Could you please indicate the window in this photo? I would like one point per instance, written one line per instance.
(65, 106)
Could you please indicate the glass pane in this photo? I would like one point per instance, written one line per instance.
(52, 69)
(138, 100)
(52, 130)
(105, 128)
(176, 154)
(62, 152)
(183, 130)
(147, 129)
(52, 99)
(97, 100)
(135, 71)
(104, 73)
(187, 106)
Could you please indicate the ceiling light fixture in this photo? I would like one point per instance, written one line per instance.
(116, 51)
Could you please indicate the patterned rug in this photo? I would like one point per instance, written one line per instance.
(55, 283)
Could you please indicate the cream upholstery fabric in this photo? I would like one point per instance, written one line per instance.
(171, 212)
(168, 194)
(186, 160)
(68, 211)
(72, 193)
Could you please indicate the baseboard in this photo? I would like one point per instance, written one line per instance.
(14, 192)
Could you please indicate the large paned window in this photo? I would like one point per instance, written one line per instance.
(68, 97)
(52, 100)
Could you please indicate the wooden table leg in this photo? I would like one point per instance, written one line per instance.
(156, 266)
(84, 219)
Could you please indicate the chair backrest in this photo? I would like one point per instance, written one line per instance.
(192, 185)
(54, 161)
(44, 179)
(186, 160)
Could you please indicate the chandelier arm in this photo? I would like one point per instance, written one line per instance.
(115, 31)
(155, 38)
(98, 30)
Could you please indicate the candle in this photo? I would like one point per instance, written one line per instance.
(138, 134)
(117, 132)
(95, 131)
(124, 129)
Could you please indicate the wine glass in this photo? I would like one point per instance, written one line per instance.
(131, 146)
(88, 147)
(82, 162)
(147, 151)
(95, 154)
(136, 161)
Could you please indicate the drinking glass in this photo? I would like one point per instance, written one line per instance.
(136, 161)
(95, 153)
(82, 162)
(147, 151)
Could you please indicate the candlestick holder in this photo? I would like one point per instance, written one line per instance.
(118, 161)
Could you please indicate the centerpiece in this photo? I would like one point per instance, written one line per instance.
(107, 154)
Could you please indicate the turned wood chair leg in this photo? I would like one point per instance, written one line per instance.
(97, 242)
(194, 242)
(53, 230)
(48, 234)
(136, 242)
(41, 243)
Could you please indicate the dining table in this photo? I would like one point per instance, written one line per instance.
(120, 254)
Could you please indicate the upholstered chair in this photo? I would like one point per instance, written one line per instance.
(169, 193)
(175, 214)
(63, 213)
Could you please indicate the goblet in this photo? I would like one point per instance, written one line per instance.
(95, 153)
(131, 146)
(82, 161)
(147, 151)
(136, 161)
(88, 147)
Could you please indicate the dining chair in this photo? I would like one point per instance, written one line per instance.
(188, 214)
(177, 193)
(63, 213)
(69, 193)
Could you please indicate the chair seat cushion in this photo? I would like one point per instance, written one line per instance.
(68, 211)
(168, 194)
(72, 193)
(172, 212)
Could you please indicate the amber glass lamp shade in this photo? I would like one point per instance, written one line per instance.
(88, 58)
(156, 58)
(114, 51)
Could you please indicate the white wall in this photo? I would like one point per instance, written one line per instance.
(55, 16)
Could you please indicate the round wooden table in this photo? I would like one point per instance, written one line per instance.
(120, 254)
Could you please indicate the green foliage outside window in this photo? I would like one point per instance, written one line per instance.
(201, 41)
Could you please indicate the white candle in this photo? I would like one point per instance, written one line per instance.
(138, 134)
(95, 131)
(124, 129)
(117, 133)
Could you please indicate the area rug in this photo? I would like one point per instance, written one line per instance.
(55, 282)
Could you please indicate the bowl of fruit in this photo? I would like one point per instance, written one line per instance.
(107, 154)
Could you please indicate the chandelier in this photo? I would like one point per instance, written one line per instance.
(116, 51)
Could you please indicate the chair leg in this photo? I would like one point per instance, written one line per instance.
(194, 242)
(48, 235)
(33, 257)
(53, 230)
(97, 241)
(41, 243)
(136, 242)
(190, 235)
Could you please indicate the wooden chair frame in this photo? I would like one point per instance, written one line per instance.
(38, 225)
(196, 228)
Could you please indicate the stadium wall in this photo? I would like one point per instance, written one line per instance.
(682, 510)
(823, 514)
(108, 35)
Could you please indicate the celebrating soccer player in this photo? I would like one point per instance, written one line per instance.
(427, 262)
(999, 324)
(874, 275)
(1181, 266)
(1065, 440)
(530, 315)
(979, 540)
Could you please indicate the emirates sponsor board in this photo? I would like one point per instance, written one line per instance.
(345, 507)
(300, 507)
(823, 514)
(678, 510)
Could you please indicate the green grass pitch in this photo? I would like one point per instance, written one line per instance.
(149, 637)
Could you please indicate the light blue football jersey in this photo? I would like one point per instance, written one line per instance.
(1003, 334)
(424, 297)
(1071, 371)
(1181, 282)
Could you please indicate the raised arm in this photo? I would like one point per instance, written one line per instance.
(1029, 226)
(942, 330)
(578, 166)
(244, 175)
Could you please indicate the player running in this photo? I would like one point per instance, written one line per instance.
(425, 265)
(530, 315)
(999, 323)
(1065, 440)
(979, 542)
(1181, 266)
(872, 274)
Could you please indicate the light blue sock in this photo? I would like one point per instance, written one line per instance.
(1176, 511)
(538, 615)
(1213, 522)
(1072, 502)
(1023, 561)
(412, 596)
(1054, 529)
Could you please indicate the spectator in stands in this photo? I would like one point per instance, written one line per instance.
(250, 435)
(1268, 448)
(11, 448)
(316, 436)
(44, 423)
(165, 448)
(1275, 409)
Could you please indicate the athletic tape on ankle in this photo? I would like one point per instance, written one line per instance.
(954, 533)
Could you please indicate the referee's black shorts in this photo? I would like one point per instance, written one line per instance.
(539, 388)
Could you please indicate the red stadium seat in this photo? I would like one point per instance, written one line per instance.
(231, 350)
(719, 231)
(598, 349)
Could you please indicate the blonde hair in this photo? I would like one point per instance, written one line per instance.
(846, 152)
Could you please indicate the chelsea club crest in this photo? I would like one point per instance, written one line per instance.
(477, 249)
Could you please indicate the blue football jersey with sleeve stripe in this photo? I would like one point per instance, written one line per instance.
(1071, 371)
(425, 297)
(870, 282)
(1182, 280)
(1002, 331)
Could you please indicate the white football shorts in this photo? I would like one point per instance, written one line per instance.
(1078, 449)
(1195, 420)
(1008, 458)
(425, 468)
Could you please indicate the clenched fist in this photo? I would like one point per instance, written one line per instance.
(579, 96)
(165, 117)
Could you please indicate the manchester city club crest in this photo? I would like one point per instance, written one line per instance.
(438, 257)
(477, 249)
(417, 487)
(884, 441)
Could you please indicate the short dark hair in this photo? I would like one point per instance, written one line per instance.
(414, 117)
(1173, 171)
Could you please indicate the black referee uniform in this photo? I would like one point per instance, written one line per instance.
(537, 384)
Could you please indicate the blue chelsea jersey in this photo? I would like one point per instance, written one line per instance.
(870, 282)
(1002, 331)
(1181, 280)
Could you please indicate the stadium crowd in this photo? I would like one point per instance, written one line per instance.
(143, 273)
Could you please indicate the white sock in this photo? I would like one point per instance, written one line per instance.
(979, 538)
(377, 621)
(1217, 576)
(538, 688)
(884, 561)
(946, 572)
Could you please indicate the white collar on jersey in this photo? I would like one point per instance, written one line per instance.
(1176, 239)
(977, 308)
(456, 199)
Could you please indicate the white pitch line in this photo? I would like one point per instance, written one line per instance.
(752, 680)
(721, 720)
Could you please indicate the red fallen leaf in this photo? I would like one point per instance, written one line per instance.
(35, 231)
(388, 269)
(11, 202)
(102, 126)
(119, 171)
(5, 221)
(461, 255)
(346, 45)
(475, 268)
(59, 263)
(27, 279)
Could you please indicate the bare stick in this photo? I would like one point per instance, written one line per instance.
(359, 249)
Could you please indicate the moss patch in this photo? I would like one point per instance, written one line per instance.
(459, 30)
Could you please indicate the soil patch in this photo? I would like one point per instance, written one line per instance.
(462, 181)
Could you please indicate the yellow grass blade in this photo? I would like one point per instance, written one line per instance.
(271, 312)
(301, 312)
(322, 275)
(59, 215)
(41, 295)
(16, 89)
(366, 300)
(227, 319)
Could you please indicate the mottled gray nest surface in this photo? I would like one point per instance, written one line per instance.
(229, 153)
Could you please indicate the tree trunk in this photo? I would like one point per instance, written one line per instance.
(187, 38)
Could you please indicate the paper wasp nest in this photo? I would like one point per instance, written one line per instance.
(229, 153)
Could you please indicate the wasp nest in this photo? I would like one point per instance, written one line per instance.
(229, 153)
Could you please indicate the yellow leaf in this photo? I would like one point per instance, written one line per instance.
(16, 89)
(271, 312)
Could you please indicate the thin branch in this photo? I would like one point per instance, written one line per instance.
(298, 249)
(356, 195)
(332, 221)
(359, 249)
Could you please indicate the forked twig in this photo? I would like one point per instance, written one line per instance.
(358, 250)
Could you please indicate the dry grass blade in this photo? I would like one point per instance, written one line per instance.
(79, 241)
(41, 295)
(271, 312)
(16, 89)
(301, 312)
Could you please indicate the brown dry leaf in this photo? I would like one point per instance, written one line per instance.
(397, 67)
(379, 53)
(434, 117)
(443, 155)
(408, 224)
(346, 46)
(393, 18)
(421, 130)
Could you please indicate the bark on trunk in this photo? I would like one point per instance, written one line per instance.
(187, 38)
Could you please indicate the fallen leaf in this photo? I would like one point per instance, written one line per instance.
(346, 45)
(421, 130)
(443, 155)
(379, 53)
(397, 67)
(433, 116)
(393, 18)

--

» **Task to complete**:
Reproduce the stretch of the material from the line containing "Could you please indicate the fallen" through the end, requests included, and shift every coordinate in the answers by adding 19 to each number.

» **Correct response**:
Could you please indicate the fallen leaf in this photo? I would like one point per instance, written one line per instance.
(365, 64)
(440, 149)
(462, 174)
(398, 72)
(416, 86)
(452, 135)
(412, 37)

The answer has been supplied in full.